Voting restrictions also appeared among early property and casualty insurance companies. (141) Maximum vote provisions were common, although not universal, in late eighteenth- and early nineteenth-century stock insurance companies in Pennsylvania and Massachusetts. (142) Approximately one third of stock insurance corporations chartered by special act in Connecticut through 1856 adopted restricted voting schemes. (143) By contrast, the overwhelming majority of New York finance and insurance companies (144) and New Jersey insurance companies (145) granted voting rights in direct proportion to share ownership. Our multi-state analysis shows 38% of insurance companies chartered between 1790 and 1859 adopting restricted voting.
A significant number of the early insurance corporations were, both in name and substance, mutual insurance companies. These firms were owned by their customers--the insured--and typically adopted one vote per member or another form of stringent voting restrictions. Early mutual insurance companies were particularly common in the fire insurance business. (146) The economies of scale in building an insurance pool gave many of these companies substantial monopoly power, and created a strong incentive for collective ownership by their customers. (147)
While many consumer-owned insurance companies were organized formally as mutuals, a number of insurance companies formed as joint stock corporations were also effectively mutuals, serving principally to insure their shareholders. In this sense, the history of insurance companies is essentially akin to, and closely related with, that of banks. (148) As described by Alfred Chandler in the context of marine insurance, "[b]y pooling resources in an incorporated insurance company, resident merchants, importers, exporters, and a growing number of specialized shipping enterprises were able to get cheaper insurance rates"; as a result, "[n]early all these companies handled only the business of local shippers and ship owners." (149) The local element of early insurance firms was made explicit in their charter provisions; state citizenship--or, in some cases, town residency--requirements for directors were common. (150)

- _REQUESTS_:
**1.** Name every U.S. state mentioned in the passage on early insurance companies.
**2.** Repeat the passage on early insurance companies word for word from "Voting restrictions also" to "adopting restricted voting.".

- _GIVEN ENTRIES_:
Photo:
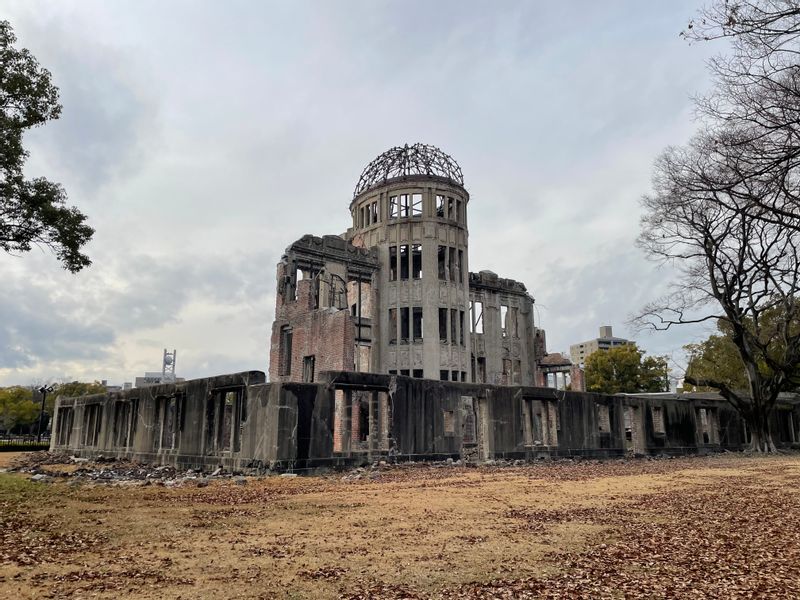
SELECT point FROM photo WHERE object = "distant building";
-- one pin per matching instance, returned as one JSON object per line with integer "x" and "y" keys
{"x": 555, "y": 370}
{"x": 166, "y": 375}
{"x": 155, "y": 378}
{"x": 580, "y": 352}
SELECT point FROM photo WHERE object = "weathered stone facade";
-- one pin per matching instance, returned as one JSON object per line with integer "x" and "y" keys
{"x": 242, "y": 423}
{"x": 384, "y": 345}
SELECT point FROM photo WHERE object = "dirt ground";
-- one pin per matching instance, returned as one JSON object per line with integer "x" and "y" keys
{"x": 721, "y": 527}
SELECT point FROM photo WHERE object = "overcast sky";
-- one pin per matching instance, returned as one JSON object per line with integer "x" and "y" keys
{"x": 202, "y": 138}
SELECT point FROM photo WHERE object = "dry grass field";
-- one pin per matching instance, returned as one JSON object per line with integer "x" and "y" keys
{"x": 724, "y": 527}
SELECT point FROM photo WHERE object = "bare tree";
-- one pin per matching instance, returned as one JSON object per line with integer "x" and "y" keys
{"x": 739, "y": 265}
{"x": 753, "y": 110}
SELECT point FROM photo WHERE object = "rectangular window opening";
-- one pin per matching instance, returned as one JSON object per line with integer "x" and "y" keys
{"x": 405, "y": 207}
{"x": 417, "y": 323}
{"x": 392, "y": 325}
{"x": 416, "y": 261}
{"x": 658, "y": 420}
{"x": 404, "y": 259}
{"x": 416, "y": 205}
{"x": 477, "y": 316}
{"x": 286, "y": 350}
{"x": 308, "y": 368}
{"x": 405, "y": 328}
{"x": 449, "y": 422}
{"x": 392, "y": 263}
{"x": 440, "y": 206}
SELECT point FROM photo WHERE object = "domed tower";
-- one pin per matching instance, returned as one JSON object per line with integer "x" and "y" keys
{"x": 411, "y": 205}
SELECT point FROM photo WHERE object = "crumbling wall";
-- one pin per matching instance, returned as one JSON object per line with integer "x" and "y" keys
{"x": 240, "y": 422}
{"x": 503, "y": 339}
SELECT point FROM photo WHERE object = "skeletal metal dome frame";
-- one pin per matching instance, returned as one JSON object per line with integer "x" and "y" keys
{"x": 401, "y": 161}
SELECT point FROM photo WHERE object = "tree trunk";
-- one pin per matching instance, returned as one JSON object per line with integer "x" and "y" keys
{"x": 760, "y": 435}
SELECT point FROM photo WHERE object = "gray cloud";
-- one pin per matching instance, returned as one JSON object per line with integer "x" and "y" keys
{"x": 203, "y": 138}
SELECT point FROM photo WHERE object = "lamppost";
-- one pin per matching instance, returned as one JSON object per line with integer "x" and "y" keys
{"x": 44, "y": 391}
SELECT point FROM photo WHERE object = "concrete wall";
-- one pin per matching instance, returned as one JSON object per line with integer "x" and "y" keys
{"x": 240, "y": 422}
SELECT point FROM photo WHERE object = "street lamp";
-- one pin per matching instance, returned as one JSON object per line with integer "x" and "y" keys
{"x": 42, "y": 390}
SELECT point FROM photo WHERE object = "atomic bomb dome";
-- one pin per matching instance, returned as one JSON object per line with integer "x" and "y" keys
{"x": 404, "y": 161}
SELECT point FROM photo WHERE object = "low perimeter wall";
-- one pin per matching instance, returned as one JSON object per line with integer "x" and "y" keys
{"x": 242, "y": 423}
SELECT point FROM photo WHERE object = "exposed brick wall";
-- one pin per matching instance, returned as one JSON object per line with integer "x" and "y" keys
{"x": 327, "y": 334}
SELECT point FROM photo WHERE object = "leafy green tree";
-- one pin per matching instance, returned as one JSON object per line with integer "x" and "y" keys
{"x": 17, "y": 407}
{"x": 623, "y": 370}
{"x": 33, "y": 212}
{"x": 717, "y": 363}
{"x": 725, "y": 210}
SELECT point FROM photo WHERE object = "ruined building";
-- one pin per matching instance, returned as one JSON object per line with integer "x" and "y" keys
{"x": 384, "y": 345}
{"x": 394, "y": 294}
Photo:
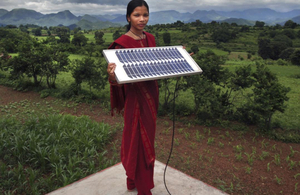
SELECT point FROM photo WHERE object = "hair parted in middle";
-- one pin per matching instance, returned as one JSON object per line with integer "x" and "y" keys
{"x": 131, "y": 6}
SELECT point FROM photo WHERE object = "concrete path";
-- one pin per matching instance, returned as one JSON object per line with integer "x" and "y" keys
{"x": 112, "y": 181}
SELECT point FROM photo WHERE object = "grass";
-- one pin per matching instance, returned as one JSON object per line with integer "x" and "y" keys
{"x": 290, "y": 119}
{"x": 41, "y": 153}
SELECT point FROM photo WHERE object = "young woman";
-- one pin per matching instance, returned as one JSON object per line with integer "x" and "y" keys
{"x": 139, "y": 102}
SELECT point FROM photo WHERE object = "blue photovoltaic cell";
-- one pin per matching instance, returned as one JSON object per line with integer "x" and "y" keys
{"x": 143, "y": 63}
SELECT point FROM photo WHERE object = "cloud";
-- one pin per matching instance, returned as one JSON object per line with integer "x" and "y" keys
{"x": 80, "y": 7}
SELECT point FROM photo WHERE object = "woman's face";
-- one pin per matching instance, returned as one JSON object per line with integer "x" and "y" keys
{"x": 139, "y": 18}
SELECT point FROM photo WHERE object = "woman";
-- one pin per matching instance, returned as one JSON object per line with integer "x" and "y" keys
{"x": 140, "y": 104}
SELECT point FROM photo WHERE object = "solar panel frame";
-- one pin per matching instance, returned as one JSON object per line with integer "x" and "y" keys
{"x": 151, "y": 63}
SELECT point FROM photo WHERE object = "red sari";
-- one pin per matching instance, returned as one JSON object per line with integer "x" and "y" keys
{"x": 140, "y": 104}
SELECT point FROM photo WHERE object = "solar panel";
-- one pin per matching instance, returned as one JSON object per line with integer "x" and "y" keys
{"x": 151, "y": 63}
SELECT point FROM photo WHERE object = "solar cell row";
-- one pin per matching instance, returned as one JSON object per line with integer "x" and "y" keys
{"x": 146, "y": 55}
{"x": 153, "y": 69}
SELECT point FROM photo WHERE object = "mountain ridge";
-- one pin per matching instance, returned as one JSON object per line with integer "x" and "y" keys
{"x": 26, "y": 16}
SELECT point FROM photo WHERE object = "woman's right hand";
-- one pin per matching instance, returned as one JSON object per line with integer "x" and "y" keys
{"x": 111, "y": 72}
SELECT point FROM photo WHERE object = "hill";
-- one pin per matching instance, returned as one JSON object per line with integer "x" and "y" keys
{"x": 66, "y": 18}
{"x": 2, "y": 12}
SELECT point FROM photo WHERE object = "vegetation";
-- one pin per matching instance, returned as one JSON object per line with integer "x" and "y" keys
{"x": 250, "y": 77}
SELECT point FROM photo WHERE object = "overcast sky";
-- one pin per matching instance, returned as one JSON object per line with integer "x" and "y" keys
{"x": 101, "y": 7}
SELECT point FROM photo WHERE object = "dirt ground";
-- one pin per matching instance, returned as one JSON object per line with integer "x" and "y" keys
{"x": 235, "y": 161}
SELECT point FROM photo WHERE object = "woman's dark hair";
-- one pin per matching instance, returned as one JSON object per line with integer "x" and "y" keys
{"x": 131, "y": 6}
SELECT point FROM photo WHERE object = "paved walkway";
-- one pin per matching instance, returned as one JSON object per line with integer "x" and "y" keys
{"x": 111, "y": 181}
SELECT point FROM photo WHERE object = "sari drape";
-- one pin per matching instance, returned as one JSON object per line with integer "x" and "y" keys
{"x": 139, "y": 103}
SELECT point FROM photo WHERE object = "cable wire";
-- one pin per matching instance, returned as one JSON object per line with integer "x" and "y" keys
{"x": 171, "y": 150}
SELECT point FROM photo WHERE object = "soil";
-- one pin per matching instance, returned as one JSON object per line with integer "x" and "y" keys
{"x": 236, "y": 160}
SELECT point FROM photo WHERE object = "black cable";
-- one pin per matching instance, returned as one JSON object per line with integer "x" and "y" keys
{"x": 176, "y": 87}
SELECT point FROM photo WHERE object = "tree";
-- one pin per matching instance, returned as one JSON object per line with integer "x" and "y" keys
{"x": 57, "y": 62}
{"x": 268, "y": 95}
{"x": 99, "y": 37}
{"x": 167, "y": 38}
{"x": 259, "y": 24}
{"x": 290, "y": 24}
{"x": 295, "y": 57}
{"x": 290, "y": 33}
{"x": 29, "y": 61}
{"x": 195, "y": 49}
{"x": 272, "y": 48}
{"x": 79, "y": 40}
{"x": 37, "y": 31}
{"x": 90, "y": 71}
{"x": 221, "y": 35}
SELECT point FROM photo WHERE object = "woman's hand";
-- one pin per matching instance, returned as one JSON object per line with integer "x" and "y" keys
{"x": 190, "y": 53}
{"x": 111, "y": 72}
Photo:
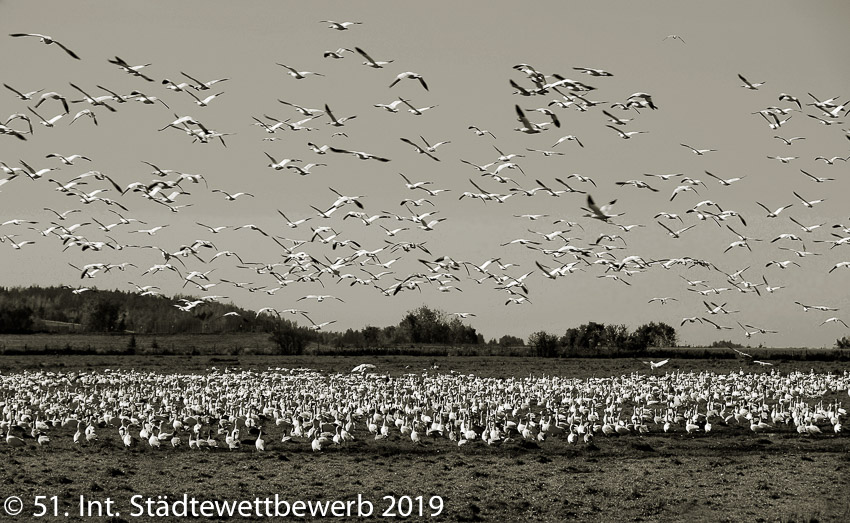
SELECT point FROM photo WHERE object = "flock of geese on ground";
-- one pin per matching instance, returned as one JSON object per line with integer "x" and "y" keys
{"x": 336, "y": 241}
{"x": 281, "y": 409}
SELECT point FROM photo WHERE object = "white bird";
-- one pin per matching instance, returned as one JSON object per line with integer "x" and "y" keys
{"x": 835, "y": 320}
{"x": 656, "y": 364}
{"x": 409, "y": 75}
{"x": 85, "y": 112}
{"x": 725, "y": 182}
{"x": 831, "y": 161}
{"x": 750, "y": 85}
{"x": 23, "y": 96}
{"x": 359, "y": 154}
{"x": 817, "y": 179}
{"x": 48, "y": 40}
{"x": 601, "y": 213}
{"x": 205, "y": 102}
{"x": 790, "y": 141}
{"x": 337, "y": 122}
{"x": 626, "y": 135}
{"x": 773, "y": 214}
{"x": 369, "y": 61}
{"x": 480, "y": 132}
{"x": 279, "y": 165}
{"x": 783, "y": 159}
{"x": 44, "y": 122}
{"x": 568, "y": 137}
{"x": 808, "y": 203}
{"x": 68, "y": 160}
{"x": 682, "y": 188}
{"x": 299, "y": 75}
{"x": 698, "y": 152}
{"x": 676, "y": 234}
{"x": 232, "y": 197}
{"x": 339, "y": 26}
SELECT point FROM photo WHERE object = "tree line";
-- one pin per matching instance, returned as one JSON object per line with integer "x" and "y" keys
{"x": 594, "y": 337}
{"x": 31, "y": 309}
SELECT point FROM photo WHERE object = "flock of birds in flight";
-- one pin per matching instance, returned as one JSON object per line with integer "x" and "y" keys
{"x": 280, "y": 409}
{"x": 324, "y": 255}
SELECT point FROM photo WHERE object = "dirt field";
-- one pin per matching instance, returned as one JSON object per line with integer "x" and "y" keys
{"x": 730, "y": 474}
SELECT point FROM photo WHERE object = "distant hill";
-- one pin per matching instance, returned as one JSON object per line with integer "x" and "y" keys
{"x": 47, "y": 309}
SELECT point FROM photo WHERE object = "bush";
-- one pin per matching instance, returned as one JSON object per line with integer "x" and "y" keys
{"x": 544, "y": 344}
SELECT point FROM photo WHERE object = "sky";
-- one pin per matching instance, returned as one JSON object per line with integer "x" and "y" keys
{"x": 466, "y": 53}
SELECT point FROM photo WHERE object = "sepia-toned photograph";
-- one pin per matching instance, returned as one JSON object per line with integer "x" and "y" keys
{"x": 473, "y": 261}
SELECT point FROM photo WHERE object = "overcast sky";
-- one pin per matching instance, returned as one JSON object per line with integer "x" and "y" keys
{"x": 466, "y": 53}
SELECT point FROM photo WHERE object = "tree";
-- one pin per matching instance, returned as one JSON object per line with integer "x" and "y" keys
{"x": 15, "y": 320}
{"x": 544, "y": 344}
{"x": 510, "y": 341}
{"x": 100, "y": 314}
{"x": 290, "y": 339}
{"x": 617, "y": 336}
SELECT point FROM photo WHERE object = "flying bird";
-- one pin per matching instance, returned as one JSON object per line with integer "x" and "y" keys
{"x": 409, "y": 75}
{"x": 750, "y": 85}
{"x": 47, "y": 40}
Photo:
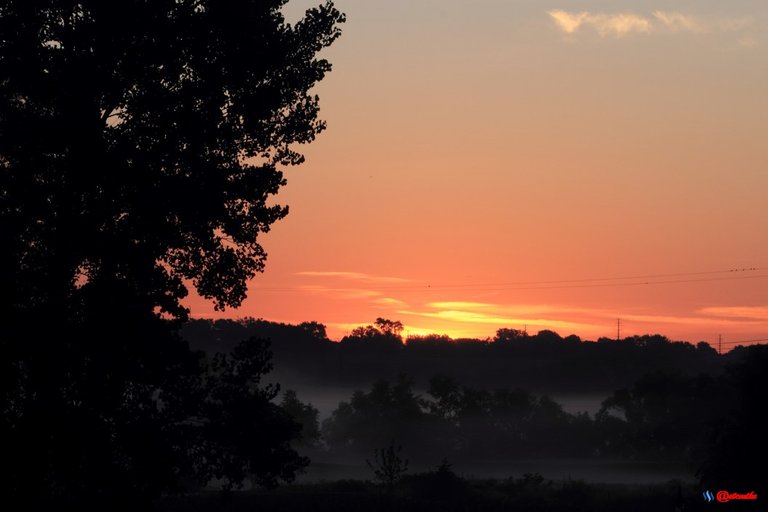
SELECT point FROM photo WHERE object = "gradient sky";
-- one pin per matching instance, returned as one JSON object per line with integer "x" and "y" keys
{"x": 513, "y": 163}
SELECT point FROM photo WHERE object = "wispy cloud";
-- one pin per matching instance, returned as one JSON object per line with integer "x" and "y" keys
{"x": 340, "y": 293}
{"x": 738, "y": 312}
{"x": 678, "y": 22}
{"x": 622, "y": 24}
{"x": 389, "y": 301}
{"x": 357, "y": 276}
{"x": 618, "y": 25}
{"x": 496, "y": 314}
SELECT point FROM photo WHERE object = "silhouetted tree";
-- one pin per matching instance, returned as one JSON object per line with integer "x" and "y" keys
{"x": 139, "y": 144}
{"x": 387, "y": 465}
{"x": 389, "y": 327}
{"x": 305, "y": 415}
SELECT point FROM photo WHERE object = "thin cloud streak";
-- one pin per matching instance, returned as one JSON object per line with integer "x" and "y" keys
{"x": 678, "y": 22}
{"x": 357, "y": 276}
{"x": 606, "y": 24}
{"x": 759, "y": 313}
{"x": 341, "y": 293}
{"x": 622, "y": 24}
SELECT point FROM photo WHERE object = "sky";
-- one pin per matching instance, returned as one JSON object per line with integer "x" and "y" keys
{"x": 531, "y": 165}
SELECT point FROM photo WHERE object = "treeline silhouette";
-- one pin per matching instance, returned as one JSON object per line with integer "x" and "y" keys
{"x": 544, "y": 362}
{"x": 713, "y": 425}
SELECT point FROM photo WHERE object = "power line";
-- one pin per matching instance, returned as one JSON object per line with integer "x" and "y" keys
{"x": 599, "y": 282}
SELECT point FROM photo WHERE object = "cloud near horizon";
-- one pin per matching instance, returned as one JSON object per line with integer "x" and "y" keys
{"x": 622, "y": 24}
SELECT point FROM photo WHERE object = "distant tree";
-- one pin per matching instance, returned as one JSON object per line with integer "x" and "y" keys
{"x": 314, "y": 329}
{"x": 388, "y": 466}
{"x": 505, "y": 335}
{"x": 389, "y": 327}
{"x": 305, "y": 415}
{"x": 429, "y": 340}
{"x": 140, "y": 143}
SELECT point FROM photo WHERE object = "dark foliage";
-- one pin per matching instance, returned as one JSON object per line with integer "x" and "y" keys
{"x": 139, "y": 144}
{"x": 544, "y": 362}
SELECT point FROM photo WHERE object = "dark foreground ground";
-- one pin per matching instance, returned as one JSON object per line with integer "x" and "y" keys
{"x": 431, "y": 492}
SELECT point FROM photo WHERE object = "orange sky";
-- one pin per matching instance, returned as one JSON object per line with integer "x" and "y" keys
{"x": 503, "y": 163}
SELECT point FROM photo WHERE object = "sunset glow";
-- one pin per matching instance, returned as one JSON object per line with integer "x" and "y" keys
{"x": 511, "y": 164}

- _TASK-BY-TASK SOLUTIONS_:
**1.** Pennsylvania, Massachusetts, Connecticut, New York, New Jersey

**2.**
Voting restrictions also appeared among early property and casualty insurance companies. (141) Maximum vote provisions were common, although not universal, in late eighteenth- and early nineteenth-century stock insurance companies in Pennsylvania and Massachusetts. (142) Approximately one third of stock insurance corporations chartered by special act in Connecticut through 1856 adopted restricted voting schemes. (143) By contrast, the overwhelming majority of New York finance and insurance companies (144) and New Jersey insurance companies (145) granted voting rights in direct proportion to share ownership. Our multi-state analysis shows 38% of insurance companies chartered between 1790 and 1859 adopting restricted voting.